# Exercise requirements
Find every line below with the string "walking" and pick it out.

# Collection entries

- Opening Delimiter -

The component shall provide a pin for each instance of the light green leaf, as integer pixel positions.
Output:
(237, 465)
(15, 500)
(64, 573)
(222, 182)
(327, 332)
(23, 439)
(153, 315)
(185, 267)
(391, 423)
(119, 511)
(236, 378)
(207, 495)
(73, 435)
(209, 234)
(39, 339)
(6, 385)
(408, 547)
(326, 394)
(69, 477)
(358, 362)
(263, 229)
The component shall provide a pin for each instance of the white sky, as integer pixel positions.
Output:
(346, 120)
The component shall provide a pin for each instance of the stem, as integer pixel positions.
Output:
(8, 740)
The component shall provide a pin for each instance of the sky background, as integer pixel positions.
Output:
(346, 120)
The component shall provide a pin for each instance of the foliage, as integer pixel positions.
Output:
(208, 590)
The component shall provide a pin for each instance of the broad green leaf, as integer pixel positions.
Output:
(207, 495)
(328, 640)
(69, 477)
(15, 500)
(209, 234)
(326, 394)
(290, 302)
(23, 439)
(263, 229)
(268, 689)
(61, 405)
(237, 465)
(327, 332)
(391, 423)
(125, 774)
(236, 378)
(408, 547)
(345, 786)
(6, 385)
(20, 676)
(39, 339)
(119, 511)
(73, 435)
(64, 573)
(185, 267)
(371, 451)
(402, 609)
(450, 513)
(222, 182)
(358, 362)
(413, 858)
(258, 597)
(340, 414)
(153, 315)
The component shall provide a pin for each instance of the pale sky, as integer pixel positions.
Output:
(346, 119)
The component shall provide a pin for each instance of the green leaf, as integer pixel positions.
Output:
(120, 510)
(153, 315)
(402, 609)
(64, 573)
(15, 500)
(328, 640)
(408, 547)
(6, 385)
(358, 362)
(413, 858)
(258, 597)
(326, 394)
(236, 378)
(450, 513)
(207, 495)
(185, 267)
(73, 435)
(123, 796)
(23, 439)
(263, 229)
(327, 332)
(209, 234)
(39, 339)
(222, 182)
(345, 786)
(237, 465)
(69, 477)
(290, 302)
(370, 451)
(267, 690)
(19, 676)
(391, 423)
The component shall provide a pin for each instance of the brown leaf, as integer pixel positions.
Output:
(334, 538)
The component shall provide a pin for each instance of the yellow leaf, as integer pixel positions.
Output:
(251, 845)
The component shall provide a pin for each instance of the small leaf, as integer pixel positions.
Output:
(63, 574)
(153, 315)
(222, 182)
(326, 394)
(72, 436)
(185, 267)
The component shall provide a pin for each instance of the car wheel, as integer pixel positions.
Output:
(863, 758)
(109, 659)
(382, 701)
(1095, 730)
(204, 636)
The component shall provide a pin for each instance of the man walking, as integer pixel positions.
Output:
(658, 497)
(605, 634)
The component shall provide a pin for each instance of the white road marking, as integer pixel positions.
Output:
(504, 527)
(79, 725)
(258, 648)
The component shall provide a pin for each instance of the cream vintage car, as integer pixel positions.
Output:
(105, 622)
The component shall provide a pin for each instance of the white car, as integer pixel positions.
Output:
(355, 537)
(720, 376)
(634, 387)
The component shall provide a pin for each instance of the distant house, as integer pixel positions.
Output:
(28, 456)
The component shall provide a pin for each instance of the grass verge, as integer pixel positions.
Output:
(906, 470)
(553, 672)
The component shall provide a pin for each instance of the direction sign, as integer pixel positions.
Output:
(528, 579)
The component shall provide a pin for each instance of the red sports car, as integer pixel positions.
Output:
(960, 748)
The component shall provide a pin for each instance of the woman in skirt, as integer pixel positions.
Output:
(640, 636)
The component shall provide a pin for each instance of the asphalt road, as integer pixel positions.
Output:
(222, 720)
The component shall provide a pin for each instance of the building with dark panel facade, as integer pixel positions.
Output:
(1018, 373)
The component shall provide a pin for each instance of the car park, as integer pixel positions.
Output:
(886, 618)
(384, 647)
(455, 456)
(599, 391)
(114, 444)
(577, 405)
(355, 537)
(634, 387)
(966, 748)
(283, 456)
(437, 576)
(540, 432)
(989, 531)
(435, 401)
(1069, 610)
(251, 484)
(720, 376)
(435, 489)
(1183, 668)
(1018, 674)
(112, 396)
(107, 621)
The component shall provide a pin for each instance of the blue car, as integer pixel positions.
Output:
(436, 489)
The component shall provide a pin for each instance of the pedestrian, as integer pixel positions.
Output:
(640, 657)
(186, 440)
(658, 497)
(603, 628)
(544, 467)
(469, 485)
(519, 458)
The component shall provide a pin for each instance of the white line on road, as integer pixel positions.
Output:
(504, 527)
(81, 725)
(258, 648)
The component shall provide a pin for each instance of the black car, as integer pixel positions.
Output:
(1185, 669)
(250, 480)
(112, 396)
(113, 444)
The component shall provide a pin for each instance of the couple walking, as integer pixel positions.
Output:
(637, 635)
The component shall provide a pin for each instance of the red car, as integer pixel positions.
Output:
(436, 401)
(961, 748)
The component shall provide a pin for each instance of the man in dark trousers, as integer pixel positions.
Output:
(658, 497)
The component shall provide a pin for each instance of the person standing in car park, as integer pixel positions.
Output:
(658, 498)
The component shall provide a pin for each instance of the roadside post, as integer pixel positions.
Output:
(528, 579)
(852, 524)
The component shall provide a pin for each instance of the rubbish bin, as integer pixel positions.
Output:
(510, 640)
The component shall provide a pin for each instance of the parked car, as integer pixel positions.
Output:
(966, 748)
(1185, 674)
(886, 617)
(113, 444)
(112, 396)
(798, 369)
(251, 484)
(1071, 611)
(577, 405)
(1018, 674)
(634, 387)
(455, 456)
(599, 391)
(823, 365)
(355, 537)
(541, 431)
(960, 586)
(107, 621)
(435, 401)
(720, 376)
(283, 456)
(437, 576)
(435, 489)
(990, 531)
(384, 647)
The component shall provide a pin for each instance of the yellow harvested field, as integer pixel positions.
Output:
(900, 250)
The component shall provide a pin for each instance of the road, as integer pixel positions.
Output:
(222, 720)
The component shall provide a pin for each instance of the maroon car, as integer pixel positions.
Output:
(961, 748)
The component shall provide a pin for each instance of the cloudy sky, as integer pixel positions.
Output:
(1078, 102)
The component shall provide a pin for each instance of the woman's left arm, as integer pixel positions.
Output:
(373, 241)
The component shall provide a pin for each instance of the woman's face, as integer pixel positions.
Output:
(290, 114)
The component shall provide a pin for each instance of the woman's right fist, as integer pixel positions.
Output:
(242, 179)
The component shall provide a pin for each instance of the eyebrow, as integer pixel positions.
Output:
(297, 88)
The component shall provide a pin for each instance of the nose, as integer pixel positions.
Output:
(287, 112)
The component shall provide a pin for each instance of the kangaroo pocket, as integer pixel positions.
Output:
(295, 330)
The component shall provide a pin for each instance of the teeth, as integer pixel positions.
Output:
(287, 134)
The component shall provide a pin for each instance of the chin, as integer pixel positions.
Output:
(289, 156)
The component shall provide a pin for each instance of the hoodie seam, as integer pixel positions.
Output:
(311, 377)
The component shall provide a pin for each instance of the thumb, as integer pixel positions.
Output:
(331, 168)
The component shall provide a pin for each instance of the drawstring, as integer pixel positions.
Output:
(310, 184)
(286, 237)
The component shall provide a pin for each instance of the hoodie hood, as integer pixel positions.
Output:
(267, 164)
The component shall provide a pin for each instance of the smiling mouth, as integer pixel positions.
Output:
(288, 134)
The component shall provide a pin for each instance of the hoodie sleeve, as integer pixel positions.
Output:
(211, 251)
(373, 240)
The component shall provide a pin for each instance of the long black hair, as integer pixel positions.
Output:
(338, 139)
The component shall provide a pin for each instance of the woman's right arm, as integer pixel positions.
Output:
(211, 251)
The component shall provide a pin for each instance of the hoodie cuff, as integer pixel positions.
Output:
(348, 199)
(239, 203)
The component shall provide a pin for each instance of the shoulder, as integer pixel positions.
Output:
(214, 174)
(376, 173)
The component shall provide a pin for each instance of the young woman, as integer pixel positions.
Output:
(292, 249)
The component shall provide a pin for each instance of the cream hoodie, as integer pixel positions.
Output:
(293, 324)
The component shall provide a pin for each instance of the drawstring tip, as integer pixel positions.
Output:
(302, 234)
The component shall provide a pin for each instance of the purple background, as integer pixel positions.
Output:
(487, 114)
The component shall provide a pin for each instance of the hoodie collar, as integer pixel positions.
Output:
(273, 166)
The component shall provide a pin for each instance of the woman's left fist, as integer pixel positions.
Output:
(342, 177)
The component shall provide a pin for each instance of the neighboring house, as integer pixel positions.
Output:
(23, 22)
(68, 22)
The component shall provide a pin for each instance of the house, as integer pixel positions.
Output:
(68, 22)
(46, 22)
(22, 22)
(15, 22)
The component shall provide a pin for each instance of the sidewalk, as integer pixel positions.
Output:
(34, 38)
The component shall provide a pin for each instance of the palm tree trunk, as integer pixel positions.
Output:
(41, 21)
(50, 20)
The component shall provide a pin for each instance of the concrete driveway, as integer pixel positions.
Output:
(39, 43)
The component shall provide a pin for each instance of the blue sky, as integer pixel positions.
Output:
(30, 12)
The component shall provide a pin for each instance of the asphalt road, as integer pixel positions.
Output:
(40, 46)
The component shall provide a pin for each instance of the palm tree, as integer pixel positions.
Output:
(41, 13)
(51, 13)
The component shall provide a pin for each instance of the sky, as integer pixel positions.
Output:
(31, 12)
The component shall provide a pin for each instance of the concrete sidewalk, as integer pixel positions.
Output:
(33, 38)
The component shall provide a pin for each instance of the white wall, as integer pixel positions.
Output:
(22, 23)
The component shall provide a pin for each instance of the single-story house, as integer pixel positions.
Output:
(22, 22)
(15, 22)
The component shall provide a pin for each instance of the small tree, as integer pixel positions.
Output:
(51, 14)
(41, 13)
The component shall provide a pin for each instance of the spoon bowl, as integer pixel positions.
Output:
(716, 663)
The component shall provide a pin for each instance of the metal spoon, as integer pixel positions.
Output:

- Closing Delimiter -

# Exercise answer
The component shall provide a pin for each instance of the man walking, as integer pixel positions.
The component shall provide a pin for each instance of the couple walking, as integer pixel positions.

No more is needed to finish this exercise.